Document passage start

PDA

View Full Version : What are my best options for drawing a template...




katy
Jul 3, 2007, 07:11 AM
Hello, i have to draw up a template (as large as 100cm, for the print people to cut around) so that i can drop graphics in to it so it is ready for print. What is the best program to do this?

Thanks



iMeowbot
Jul 3, 2007, 07:18 AM
Could you tell us a little more about what "print" means in this case? Are you thinking more along the lines of photography, volume commercial printing, desktop printing? There are lots of programs that can do this kind of thing, but I'd hate to say to run out and get some über-expensive layout thing if your needs were simpler.

katy
Jul 3, 2007, 07:26 AM
Could you tell us a little more about what "print" means in this case? Are you thinking more along the lines of photography, volume commercial printing, desktop printing? There are lots of programs that can do this kind of thing, but I'd hate to say to run out and get some über-expensive layout thing if your needs were simpler.


I am to create a template for the print people to mount on a particular frame. So i am responsible for the digital print and the drawing up of this template.

What are my options?

iMeowbot
Jul 3, 2007, 11:19 PM
Oh. Kay. Your options are really wide open there, given the very general description of what you want to do. The right tool will depend on what you have in mind with those templates.

First, the heavy hitters: desktop publishing. The common ones are InDesign and Quark, and a lightweight contender would be iWork. This type of program is best for setting type and laying out artwork on the page. these programs don't really have artwork creation at the heart, but basic drawing tools are included.

Next up are the vector art programs. Illustrator pretty much owns this category at present, especially if you need output that won't make the printers hate you. It does well with small spans of type, but it doesn't have all the fancy text facilities of the DTP programs. Its vector drawing tools are comprehensive, and it's very easy to place photos or other external artwork. It includes the tools needed to make everything ready for the printer. From what little I can gather from your posts, I think this may be what you want.

Document passage end

#### What is expected
Continue the forum thread about programs for drawing a print template from the point where it stops.

Data provided start

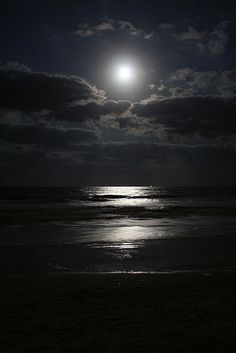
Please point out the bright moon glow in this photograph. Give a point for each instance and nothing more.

Data provided end

#### The answer
Finally there are the bitmap programs, Photoshop and many competitors. PS is somewhat print-friendly (and more than somewhat if you're going to place its output into one of the above-mentioned possibilities), type is not its strong suit but it can do a reasonable job depending on your needs. If your template would end up being some kind of photo or bitmap work itself, simple layering may handle the job. PS gives you a big bag of filters and retouching tools that aren't so easily applied by the other options. On the minus side, your output is pixels, this may or may not give you trouble, depending on just what you're planning to put in these frames.

katy
Jul 4, 2007, 06:52 AM
I did start using Indesign (educated guess), your input has reassured me though as i was not sure that that would be the right tool for the job.

I have not really used Indesign before so if you have any tips it would be appreciated! As right now all i have done is stuck a grid on and used the line tool :o

Think i was worrying because i though maybe it would require a more 'technical' program.

Thanks a lot :)

xfiftyfour
Jul 4, 2007, 10:15 AM
I'd opt for Illustrator, personally. InDesign is meant for page layout, not for drawing vector shapes (in this case, a template). It'll probably work, but Illustrator will give you a lot more flexibility.

katy
Jul 4, 2007, 10:44 AM
I'd opt for Illustrator, personally. InDesign is meant for page layout, not for drawing vector shapes (in this case, a template). It'll probably work, but Illustrator will give you a lot more flexibility.

Ahh thanks, you're right :)

Father Jack
Jul 4, 2007, 10:49 AM
Adobe Illustrator or Macromedia Freehand (now taken over by and discontinued by Adobe)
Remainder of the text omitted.